- WHAT IS ASKED -
Report each row below that contains the string "roof", copying the whole row.

- ENTRIES -

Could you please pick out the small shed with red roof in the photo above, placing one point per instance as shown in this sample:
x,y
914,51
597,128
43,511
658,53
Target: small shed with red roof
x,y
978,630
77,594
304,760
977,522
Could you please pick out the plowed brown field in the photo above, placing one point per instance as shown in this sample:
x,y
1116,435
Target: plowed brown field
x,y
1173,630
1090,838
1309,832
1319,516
==
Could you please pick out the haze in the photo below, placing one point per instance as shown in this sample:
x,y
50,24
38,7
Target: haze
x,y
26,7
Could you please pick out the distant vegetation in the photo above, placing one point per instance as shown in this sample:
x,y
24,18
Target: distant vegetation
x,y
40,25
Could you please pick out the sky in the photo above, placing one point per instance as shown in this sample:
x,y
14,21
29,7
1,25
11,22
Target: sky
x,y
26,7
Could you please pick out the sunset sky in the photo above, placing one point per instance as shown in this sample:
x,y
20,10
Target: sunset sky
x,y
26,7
--
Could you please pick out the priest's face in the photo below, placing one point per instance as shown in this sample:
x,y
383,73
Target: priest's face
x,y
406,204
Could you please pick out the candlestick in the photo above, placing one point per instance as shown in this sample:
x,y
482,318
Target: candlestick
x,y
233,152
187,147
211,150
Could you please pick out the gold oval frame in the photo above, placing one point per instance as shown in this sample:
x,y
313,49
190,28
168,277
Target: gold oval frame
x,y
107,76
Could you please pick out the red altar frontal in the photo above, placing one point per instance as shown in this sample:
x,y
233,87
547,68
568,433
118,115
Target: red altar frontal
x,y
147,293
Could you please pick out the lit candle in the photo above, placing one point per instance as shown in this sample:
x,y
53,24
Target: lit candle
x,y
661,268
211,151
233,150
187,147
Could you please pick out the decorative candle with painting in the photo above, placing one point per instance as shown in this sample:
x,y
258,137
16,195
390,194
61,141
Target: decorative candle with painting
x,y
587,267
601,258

- ANSWER TO THIS EXERCISE -
Could you please pick out the small shed with red roof in the photo above, placing one point per instance as shown in this sample:
Target: small shed with red roof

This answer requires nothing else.